LISTING:
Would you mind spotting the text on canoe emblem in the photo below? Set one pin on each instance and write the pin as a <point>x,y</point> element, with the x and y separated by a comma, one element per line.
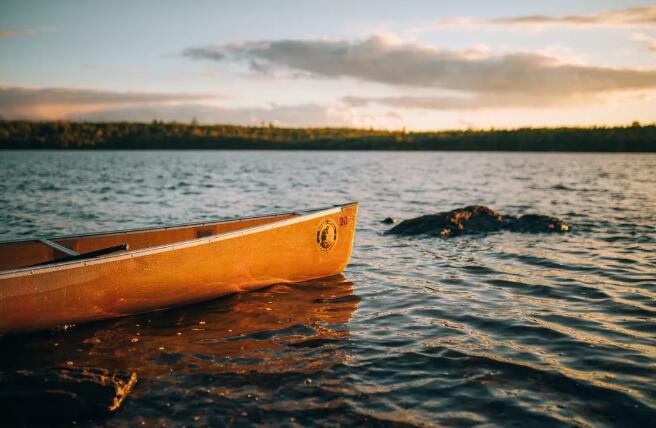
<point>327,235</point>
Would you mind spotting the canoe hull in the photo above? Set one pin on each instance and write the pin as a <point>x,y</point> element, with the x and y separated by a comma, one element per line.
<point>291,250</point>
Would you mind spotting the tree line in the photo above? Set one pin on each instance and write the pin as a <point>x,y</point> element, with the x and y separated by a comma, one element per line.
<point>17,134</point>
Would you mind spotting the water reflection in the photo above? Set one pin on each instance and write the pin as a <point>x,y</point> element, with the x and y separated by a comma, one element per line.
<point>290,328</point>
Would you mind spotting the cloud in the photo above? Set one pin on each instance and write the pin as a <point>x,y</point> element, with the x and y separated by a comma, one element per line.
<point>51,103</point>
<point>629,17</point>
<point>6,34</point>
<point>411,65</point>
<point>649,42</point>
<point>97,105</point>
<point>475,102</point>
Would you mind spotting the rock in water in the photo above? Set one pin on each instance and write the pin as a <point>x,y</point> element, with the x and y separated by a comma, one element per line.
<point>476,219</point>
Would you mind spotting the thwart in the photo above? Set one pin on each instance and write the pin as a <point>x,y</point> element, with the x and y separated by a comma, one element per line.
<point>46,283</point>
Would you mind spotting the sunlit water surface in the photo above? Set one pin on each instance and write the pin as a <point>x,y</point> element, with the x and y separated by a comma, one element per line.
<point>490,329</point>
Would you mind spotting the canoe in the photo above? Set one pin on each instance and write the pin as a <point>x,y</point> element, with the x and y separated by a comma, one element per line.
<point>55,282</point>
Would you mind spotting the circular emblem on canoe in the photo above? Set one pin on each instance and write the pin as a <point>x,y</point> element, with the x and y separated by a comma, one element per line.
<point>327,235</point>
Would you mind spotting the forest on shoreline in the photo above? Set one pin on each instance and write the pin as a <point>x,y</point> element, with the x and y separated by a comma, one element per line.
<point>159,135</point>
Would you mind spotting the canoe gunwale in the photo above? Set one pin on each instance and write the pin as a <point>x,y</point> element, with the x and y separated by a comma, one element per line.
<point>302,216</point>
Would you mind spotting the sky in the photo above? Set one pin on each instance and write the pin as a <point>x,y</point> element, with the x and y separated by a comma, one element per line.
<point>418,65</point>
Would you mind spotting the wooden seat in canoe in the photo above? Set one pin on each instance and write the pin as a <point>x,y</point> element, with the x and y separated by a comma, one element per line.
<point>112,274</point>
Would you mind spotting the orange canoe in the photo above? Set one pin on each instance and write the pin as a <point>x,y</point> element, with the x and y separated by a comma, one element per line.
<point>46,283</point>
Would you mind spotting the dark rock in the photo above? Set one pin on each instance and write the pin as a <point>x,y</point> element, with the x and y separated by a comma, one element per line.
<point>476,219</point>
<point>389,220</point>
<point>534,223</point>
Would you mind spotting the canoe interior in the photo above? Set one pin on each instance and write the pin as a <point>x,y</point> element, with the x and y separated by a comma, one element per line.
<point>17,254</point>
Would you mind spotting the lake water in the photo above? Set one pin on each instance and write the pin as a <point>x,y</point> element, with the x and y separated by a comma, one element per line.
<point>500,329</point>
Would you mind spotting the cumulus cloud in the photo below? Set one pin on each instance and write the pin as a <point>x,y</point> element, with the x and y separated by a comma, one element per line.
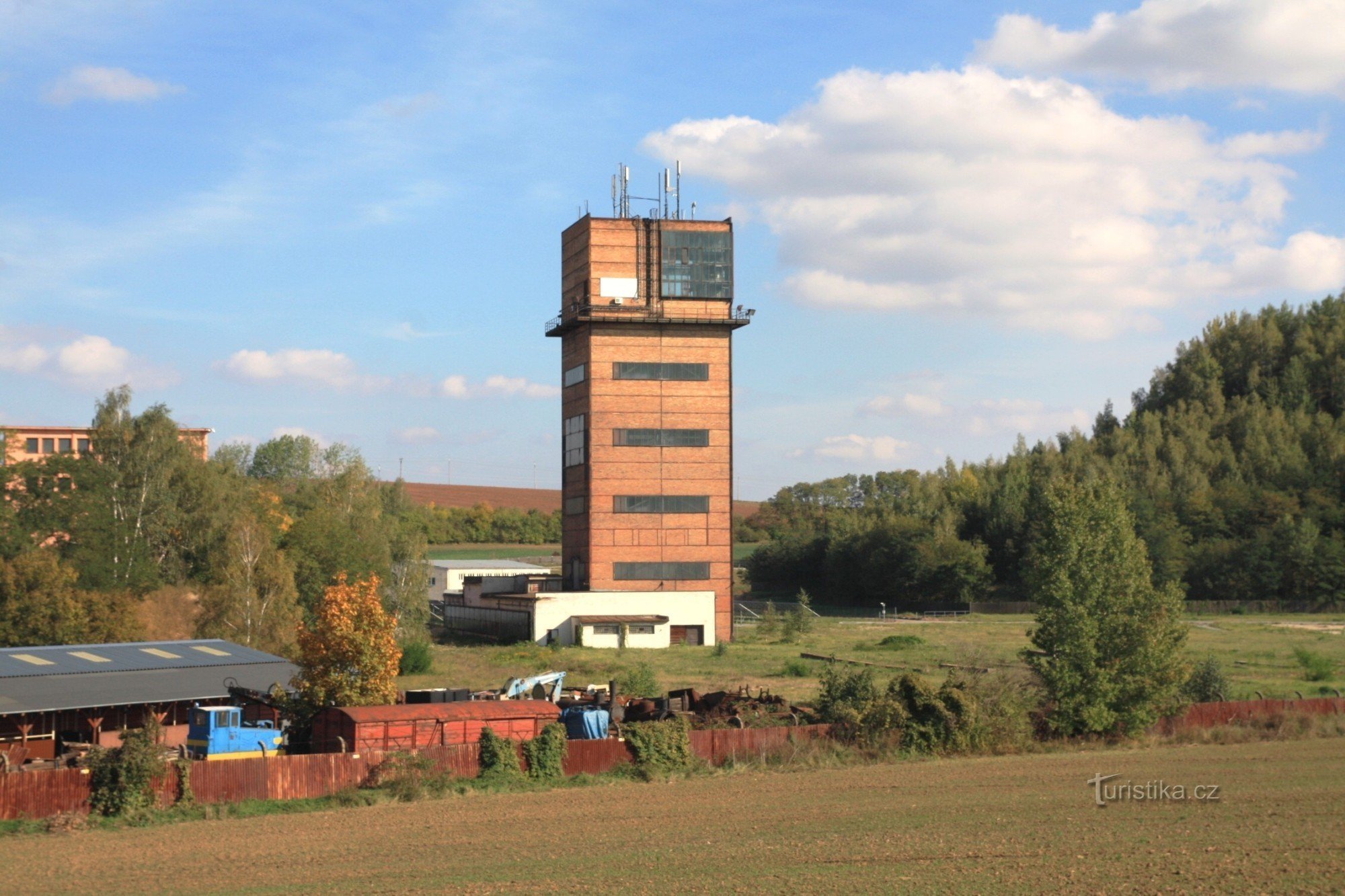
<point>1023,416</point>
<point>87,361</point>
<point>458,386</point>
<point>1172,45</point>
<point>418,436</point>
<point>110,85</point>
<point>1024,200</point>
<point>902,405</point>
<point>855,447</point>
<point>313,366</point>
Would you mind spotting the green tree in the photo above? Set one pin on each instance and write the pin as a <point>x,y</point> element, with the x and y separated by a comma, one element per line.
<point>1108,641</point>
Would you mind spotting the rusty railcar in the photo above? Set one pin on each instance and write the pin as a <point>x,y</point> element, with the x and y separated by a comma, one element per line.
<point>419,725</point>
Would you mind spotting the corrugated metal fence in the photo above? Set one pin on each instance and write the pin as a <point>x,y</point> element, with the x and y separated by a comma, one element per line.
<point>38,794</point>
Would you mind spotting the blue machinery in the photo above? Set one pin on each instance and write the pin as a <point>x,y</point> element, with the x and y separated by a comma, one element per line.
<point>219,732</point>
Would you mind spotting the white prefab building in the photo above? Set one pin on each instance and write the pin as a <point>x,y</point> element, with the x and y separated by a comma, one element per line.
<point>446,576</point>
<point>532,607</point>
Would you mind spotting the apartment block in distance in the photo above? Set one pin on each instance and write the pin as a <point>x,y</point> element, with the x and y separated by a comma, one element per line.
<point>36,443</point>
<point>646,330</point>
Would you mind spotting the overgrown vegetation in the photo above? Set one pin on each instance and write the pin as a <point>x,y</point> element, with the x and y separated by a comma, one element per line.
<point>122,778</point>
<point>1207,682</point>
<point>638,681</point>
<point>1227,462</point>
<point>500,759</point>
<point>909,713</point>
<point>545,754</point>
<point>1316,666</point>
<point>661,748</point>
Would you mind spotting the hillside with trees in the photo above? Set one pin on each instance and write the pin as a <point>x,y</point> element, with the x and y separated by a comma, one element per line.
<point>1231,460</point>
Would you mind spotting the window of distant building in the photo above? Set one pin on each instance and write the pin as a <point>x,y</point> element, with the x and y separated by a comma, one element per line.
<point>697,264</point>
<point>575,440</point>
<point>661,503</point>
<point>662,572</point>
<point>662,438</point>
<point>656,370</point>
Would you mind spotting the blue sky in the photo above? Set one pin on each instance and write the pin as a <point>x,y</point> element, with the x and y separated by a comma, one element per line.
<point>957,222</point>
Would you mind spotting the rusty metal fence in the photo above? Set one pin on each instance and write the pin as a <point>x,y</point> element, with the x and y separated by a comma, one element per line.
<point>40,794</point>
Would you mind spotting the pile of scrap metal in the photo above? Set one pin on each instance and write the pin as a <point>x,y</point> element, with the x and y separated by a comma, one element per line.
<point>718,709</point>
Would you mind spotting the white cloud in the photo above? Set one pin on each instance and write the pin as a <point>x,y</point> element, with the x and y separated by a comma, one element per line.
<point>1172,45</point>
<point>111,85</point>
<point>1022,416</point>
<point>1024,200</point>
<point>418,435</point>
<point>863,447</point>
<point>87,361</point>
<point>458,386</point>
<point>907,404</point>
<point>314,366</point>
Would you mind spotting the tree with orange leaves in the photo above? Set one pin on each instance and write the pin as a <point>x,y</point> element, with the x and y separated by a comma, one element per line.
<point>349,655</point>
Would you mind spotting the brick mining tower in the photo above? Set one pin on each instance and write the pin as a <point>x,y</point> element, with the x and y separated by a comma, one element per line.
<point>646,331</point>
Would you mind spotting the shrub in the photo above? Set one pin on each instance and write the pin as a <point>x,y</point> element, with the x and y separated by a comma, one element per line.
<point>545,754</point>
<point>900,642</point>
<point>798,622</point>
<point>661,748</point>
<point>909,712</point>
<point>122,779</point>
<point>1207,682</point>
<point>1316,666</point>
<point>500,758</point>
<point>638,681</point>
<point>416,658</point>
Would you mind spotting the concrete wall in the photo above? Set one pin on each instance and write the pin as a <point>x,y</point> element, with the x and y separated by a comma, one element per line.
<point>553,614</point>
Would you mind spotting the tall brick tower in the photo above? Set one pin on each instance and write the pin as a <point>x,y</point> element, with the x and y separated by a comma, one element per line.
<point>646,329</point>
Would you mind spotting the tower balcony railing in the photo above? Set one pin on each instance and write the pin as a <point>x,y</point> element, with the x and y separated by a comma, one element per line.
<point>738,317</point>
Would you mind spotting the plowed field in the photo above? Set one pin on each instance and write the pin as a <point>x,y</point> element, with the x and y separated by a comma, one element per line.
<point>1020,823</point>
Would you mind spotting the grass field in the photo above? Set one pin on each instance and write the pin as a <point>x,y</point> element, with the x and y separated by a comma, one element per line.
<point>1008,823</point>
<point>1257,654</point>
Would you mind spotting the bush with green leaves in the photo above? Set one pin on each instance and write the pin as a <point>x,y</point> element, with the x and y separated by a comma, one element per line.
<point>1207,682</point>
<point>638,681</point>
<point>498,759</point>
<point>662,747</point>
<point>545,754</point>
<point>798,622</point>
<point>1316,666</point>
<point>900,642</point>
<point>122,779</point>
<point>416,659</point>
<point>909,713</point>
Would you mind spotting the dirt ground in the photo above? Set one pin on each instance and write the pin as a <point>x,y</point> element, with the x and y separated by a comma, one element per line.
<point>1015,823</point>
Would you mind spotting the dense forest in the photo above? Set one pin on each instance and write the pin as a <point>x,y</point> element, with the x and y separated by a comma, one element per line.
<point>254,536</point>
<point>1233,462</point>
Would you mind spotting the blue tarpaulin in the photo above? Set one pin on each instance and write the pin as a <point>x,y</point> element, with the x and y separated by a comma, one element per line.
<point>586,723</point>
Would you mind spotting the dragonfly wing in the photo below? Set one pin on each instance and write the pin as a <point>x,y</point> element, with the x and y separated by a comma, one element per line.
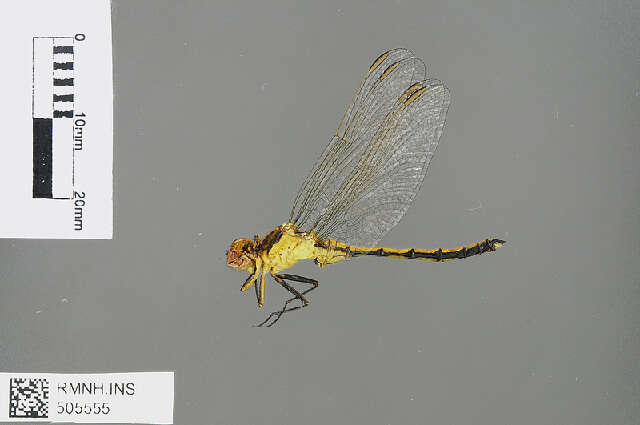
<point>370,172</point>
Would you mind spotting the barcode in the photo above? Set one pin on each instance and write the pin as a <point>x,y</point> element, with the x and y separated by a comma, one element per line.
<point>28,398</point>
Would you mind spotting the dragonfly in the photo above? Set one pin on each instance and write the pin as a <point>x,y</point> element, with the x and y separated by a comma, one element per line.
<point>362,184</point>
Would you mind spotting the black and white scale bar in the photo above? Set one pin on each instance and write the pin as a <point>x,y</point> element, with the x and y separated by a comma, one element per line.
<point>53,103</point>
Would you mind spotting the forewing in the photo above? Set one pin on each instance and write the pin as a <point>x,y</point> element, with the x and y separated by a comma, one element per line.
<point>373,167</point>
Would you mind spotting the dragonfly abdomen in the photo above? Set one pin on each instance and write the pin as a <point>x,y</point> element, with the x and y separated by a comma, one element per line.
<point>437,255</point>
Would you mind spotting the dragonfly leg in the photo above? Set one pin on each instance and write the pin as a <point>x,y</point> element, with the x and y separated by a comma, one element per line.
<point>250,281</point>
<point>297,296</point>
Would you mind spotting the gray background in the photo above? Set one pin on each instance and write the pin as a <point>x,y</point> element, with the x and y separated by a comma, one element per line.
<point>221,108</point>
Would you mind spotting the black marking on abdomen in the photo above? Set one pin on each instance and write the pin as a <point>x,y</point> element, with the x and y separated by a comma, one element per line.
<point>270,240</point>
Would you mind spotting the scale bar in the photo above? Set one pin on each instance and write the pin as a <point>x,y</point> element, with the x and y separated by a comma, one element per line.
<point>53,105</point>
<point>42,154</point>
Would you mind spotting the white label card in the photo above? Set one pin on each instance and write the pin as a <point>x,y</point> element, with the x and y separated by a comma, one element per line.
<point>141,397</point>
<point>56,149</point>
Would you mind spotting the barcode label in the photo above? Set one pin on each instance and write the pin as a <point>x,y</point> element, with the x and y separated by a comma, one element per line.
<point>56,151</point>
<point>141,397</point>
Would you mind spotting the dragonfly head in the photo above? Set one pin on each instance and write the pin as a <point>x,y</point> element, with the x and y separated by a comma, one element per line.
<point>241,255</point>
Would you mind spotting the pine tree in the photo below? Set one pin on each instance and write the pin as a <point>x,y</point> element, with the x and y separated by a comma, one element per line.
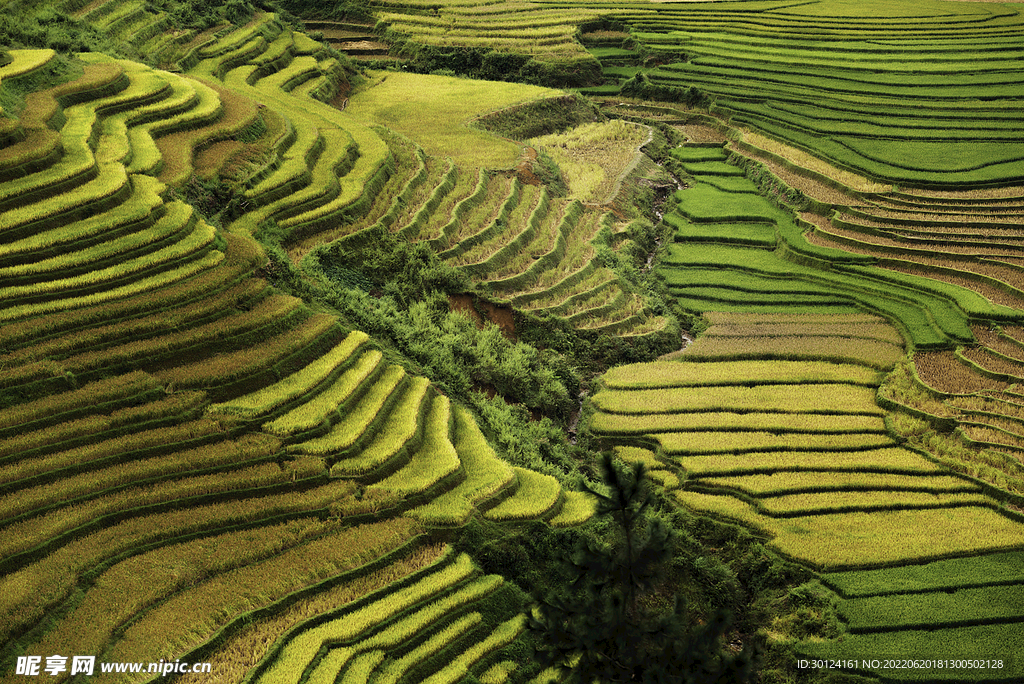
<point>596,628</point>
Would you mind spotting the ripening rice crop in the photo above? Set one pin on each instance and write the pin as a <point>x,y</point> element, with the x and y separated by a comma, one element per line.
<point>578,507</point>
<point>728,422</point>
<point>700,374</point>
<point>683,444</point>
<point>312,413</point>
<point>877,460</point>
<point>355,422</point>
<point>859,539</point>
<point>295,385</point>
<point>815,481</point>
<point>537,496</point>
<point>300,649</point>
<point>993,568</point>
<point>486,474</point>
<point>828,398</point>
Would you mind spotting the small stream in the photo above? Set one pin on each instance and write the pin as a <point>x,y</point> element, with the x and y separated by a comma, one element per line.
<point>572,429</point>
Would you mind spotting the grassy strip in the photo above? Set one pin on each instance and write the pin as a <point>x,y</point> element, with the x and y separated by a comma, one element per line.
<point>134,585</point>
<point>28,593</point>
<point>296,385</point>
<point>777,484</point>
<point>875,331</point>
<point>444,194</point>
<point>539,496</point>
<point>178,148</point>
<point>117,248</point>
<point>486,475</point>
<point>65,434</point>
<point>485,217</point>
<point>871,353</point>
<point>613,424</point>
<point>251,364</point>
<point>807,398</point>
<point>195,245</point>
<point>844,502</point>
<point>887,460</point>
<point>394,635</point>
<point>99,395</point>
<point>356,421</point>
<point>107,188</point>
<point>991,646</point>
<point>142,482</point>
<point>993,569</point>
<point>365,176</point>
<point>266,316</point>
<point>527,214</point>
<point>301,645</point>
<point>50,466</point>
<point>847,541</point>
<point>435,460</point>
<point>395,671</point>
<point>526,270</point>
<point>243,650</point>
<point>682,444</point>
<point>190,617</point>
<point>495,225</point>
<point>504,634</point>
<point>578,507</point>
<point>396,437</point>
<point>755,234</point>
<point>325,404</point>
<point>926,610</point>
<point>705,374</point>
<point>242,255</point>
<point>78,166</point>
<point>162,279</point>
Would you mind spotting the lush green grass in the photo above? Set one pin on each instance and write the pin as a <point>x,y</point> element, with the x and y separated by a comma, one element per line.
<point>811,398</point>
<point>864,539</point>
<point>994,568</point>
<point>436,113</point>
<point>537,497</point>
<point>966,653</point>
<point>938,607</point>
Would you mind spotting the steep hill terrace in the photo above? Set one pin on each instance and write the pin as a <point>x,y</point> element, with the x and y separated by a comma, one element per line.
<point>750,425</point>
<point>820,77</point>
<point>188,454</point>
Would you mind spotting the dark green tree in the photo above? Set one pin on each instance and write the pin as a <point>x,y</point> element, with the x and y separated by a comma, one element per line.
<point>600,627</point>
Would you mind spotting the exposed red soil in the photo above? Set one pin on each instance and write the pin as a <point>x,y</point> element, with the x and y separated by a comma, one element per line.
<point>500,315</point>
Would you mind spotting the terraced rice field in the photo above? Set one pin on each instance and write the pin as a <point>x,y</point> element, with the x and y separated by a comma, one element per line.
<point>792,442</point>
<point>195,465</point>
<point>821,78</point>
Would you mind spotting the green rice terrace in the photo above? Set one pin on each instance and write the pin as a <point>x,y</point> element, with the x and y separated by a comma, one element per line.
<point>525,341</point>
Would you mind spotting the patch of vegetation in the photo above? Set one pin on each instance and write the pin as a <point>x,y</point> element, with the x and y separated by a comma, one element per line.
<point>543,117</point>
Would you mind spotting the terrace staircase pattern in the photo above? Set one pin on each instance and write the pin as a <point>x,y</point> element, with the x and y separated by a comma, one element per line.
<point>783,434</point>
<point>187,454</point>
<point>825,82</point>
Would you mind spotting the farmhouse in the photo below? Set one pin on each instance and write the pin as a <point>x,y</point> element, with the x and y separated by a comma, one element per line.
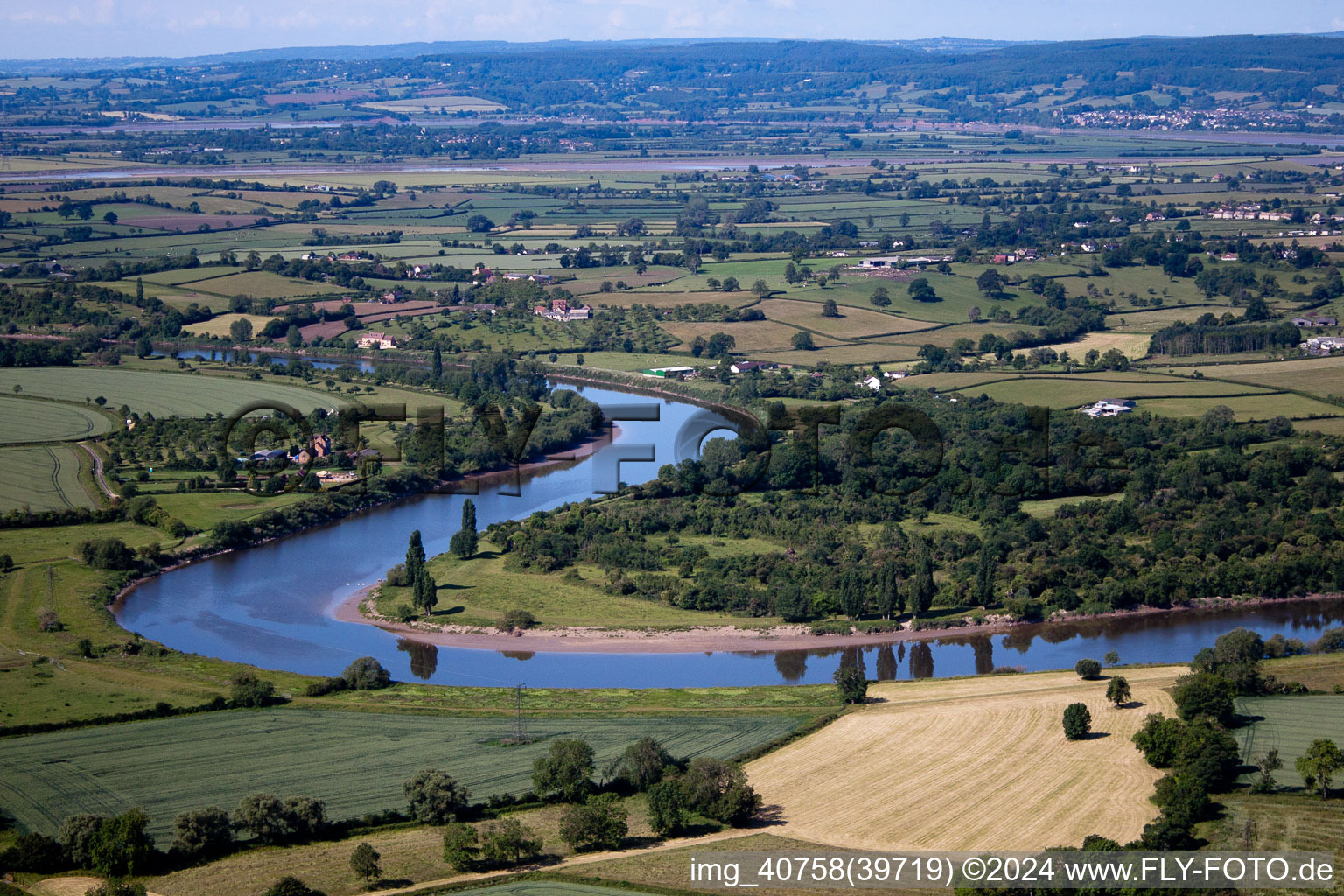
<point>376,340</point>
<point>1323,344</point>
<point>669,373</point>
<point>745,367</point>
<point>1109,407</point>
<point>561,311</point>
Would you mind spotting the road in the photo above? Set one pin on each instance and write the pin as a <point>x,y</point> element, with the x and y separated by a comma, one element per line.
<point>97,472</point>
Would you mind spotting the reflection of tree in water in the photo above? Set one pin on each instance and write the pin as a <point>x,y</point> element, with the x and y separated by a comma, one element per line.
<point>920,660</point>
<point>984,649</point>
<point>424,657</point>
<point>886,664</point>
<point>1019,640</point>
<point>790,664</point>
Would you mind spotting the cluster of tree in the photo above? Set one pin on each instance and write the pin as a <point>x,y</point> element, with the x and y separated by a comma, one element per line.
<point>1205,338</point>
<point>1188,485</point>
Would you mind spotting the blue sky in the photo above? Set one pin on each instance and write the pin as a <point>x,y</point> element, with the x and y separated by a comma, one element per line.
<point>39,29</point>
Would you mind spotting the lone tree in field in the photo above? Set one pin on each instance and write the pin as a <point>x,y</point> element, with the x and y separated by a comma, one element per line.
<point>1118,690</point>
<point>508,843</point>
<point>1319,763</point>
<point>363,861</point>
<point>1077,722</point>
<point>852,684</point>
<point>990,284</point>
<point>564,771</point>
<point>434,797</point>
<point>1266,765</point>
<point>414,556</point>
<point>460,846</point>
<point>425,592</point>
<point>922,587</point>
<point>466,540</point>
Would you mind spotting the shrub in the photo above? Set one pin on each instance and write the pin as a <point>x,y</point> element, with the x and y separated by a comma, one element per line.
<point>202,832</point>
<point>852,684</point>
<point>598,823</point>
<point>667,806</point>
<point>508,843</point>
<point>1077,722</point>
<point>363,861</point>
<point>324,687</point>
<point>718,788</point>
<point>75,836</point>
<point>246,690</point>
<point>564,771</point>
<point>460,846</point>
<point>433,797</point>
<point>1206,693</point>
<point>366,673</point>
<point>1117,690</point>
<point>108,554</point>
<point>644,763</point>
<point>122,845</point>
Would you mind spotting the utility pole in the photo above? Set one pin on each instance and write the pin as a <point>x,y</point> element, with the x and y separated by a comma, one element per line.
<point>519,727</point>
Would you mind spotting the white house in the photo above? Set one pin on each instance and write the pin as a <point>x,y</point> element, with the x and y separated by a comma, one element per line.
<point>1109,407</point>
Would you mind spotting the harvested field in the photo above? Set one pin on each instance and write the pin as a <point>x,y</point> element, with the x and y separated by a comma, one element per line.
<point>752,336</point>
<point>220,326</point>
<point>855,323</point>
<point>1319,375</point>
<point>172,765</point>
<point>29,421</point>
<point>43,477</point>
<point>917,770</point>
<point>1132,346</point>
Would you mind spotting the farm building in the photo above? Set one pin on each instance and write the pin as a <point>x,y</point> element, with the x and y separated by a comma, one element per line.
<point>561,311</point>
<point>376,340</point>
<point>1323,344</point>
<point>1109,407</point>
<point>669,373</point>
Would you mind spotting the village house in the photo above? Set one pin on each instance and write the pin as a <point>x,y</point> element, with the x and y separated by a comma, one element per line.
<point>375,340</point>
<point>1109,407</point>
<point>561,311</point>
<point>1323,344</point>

REQUEST: Extract and reproduce word for word the lines beginning with the one containing "Would you mind spotting the white prefab" and continuing through the one containing "<point>646,330</point>", including both of those lines.

SOLUTION FOR THIS EXERCISE:
Would you mind spotting the white prefab building in the photo above? Set one pin on each instance and write the pin as a <point>x,y</point> element, with the x and y separated by a comma, one element per line.
<point>446,576</point>
<point>532,607</point>
Would you mind spotting the apartment block in distance in the photo above? Set one pin on each instance and write the pin as a <point>x,y</point> element, with the x and y separated by a comma, one element per line.
<point>36,443</point>
<point>646,330</point>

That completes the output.